_PROVIDED INFORMATION:_
☆ ☆ ☆ ☆

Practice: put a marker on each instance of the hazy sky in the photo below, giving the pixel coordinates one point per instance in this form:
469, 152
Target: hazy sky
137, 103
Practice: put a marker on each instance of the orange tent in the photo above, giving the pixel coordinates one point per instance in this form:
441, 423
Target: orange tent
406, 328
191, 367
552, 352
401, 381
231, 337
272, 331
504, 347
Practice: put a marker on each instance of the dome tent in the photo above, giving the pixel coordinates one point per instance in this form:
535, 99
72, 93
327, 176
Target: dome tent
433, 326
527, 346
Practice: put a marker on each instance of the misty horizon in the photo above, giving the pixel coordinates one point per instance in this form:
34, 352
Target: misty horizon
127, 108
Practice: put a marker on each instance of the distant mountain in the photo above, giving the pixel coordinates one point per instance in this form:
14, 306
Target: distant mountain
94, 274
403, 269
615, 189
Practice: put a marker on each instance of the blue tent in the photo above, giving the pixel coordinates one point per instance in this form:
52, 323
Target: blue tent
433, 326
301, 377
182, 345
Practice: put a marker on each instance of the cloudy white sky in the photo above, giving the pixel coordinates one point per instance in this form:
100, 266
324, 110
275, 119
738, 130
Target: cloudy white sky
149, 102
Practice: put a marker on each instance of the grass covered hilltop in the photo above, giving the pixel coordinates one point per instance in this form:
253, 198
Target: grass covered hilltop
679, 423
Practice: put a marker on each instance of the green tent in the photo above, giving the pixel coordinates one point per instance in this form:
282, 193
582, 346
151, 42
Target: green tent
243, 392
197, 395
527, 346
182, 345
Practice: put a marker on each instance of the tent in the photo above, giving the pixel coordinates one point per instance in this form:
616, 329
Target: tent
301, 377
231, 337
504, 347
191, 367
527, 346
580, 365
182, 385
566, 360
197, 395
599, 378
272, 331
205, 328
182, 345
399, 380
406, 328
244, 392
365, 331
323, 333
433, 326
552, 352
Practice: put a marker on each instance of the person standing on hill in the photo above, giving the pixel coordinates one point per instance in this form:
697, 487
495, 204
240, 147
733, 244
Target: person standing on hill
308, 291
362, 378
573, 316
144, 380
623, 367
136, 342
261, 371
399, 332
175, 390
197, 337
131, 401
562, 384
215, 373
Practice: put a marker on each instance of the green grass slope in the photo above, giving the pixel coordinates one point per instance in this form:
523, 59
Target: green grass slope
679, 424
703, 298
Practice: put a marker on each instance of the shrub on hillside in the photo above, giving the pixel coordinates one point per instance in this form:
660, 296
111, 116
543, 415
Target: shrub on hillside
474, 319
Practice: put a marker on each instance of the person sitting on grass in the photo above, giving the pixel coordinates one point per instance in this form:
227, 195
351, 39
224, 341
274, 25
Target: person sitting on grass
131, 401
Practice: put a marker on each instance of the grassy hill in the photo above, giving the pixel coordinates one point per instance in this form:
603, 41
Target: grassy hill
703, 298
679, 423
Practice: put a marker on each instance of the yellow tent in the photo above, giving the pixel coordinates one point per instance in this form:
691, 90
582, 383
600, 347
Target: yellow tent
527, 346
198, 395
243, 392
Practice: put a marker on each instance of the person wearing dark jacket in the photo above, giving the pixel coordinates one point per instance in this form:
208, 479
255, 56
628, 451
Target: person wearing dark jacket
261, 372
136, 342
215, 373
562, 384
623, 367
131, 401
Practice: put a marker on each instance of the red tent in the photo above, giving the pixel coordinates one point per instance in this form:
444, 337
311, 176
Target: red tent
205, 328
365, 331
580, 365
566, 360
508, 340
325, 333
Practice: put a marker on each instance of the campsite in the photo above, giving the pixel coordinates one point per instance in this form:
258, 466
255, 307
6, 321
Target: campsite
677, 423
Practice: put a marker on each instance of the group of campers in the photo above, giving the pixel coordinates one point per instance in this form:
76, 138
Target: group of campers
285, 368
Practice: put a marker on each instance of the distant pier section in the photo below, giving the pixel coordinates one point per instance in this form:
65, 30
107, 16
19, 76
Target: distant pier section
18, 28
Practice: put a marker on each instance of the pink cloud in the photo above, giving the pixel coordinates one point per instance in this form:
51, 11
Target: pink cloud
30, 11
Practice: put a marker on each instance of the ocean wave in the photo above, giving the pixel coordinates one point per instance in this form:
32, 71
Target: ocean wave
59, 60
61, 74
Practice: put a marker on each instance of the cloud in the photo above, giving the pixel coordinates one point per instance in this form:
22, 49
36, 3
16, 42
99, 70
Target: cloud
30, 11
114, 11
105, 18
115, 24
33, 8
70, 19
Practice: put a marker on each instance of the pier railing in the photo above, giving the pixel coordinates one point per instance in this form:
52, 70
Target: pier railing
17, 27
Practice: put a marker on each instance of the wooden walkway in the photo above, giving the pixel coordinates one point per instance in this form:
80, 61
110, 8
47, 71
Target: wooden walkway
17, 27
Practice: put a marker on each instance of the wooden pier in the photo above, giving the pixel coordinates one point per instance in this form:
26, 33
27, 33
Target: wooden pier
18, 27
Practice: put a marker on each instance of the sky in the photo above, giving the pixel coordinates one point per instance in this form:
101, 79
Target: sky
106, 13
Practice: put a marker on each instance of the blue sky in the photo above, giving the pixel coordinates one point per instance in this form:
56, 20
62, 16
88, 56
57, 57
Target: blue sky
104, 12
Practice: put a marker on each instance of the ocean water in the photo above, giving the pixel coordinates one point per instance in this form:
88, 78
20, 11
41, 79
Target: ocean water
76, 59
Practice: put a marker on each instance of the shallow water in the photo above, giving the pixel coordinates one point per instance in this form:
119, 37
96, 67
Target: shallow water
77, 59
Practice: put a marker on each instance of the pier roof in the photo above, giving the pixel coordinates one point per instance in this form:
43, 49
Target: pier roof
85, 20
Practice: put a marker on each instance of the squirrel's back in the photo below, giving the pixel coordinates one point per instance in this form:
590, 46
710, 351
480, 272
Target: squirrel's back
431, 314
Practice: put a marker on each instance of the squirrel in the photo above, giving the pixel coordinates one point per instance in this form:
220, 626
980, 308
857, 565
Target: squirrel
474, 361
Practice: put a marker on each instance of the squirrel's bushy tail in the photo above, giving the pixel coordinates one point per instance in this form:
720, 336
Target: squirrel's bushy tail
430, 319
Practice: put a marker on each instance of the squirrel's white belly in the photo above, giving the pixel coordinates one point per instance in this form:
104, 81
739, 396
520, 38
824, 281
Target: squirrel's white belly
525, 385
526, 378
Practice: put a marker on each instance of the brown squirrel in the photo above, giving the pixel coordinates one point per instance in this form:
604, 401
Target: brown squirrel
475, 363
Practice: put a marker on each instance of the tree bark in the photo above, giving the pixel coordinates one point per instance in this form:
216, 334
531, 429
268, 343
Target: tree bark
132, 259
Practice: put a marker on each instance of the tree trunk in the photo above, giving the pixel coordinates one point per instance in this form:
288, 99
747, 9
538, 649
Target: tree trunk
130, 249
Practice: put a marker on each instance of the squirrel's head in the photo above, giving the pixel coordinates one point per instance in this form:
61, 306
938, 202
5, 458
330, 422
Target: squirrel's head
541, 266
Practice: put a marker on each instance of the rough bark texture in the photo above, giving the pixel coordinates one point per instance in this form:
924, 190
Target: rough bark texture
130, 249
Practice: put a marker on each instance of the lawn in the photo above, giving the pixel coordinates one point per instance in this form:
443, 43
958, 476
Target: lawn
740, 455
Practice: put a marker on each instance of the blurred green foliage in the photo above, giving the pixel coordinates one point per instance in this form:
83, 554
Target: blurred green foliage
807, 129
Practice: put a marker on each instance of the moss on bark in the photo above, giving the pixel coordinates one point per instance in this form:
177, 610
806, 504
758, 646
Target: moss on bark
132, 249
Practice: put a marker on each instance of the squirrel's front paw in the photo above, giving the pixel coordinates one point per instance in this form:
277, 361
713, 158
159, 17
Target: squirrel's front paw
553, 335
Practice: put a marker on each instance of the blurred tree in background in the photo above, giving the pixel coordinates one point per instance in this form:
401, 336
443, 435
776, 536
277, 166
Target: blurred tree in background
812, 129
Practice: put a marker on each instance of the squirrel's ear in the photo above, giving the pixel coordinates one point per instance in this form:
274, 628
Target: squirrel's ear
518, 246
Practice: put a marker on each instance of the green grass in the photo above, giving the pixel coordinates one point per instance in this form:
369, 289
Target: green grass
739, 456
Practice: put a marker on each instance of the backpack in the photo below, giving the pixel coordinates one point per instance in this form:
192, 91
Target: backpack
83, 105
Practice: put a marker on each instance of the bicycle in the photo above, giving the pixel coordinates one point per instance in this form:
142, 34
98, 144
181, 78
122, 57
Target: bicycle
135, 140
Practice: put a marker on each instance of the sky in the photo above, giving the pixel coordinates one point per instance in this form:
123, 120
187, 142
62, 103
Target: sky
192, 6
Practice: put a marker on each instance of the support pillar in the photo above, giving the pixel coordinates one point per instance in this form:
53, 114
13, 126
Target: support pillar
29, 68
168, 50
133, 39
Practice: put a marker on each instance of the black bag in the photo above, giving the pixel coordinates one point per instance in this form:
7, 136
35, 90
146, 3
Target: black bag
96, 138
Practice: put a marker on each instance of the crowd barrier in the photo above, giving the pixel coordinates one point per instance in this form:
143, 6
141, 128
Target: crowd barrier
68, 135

☆ ☆ ☆ ☆

_THE PROBLEM:_
In the records above, return only the line that contains "Practice: put a marker on each instance of the support" and every line after it through the last, exactly as they appear.

_SOLUTION:_
Practice: put a marker on each instance of the support pillar in the photo above, giving the pixel coordinates one point per instance in this form:
53, 114
13, 126
Target: support pillar
29, 68
168, 50
133, 39
Practice: put a marker on each instance of the black bag in the photo above, giving the pixel coordinates one point per instance in this form:
7, 136
35, 90
146, 3
Target: black bag
96, 138
Practice: put a marker on each instance of the crowd barrier in the photo above, giving the pixel coordinates one point per instance in this form:
143, 6
141, 128
Target: crowd barrier
68, 135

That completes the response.